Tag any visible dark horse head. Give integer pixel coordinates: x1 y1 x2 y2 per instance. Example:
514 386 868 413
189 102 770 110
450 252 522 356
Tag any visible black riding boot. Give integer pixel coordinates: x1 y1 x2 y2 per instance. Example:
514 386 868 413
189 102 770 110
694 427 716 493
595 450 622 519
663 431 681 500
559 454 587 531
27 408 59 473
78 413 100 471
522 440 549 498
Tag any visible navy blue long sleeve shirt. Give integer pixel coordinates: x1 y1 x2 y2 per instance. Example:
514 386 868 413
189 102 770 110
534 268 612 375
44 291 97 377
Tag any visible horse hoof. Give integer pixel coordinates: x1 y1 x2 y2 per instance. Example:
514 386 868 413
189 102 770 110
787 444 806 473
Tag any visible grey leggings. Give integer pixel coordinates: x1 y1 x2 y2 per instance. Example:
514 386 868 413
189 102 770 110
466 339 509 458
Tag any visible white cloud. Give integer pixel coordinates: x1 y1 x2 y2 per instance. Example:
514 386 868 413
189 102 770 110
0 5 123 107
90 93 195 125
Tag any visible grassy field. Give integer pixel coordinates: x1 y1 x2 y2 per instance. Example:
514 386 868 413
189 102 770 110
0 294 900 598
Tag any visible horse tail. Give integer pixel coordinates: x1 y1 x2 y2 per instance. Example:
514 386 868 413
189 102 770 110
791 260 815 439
....
What you need to do
Turn every line of the data above into a Markdown table with the columns n and Line, numbering the rows and leaving out any blank lines.

Solution
| n | Line |
|---|---|
| 1 | Tag any visible dark horse head. Give integer pixel coordinates: x1 y1 x2 y2 per instance. Example: |
| 2 | 514 386 868 413 |
| 3 | 189 102 770 110 |
| 4 | 450 252 522 356 |
| 5 | Tag any visible black riding boot. Give integer pixel coordinates: x1 y1 x2 y2 per instance. Example: |
| 6 | 514 386 868 413 |
| 7 | 189 102 770 110 |
| 8 | 694 427 716 493 |
| 9 | 595 450 622 519 |
| 10 | 663 431 681 500 |
| 11 | 559 454 587 531 |
| 12 | 27 408 59 473 |
| 13 | 78 413 100 471 |
| 14 | 522 440 549 498 |
| 15 | Tag any visible navy blue long sleeve shirt. Give integer pixel coordinates: x1 y1 x2 y2 per instance. Example: |
| 16 | 514 386 868 413 |
| 17 | 189 102 770 110 |
| 18 | 534 268 612 375 |
| 19 | 44 291 97 377 |
| 20 | Tag any visible horse hoof. Give integer pixel coordinates: x1 y1 x2 y2 per instance. Example: |
| 21 | 514 386 868 413 |
| 22 | 189 102 770 110 |
| 23 | 787 444 806 473 |
| 24 | Tag any visible grey leggings. Give integer pixel coordinates: x1 y1 x2 y2 per instance. Example: |
| 25 | 514 386 868 413 |
| 26 | 189 102 770 110 |
| 27 | 466 339 509 458 |
| 28 | Tag any visible white cloud. Give integer pixel coordinates: x1 y1 x2 y2 per instance. Example: |
| 29 | 514 386 868 413 |
| 30 | 189 102 770 110 |
| 31 | 0 5 123 107 |
| 32 | 90 93 195 125 |
| 33 | Tag any visible grassy field. Give integer pixel coordinates: x1 y1 x2 y2 per instance. Example: |
| 34 | 514 386 868 413 |
| 35 | 189 102 770 110 |
| 36 | 0 294 900 598 |
| 37 | Tag any visible horse tail. Give integer pixel coordinates: x1 y1 x2 y2 per instance. Example: |
| 38 | 514 386 868 413 |
| 39 | 189 102 770 110 |
| 40 | 791 260 815 439 |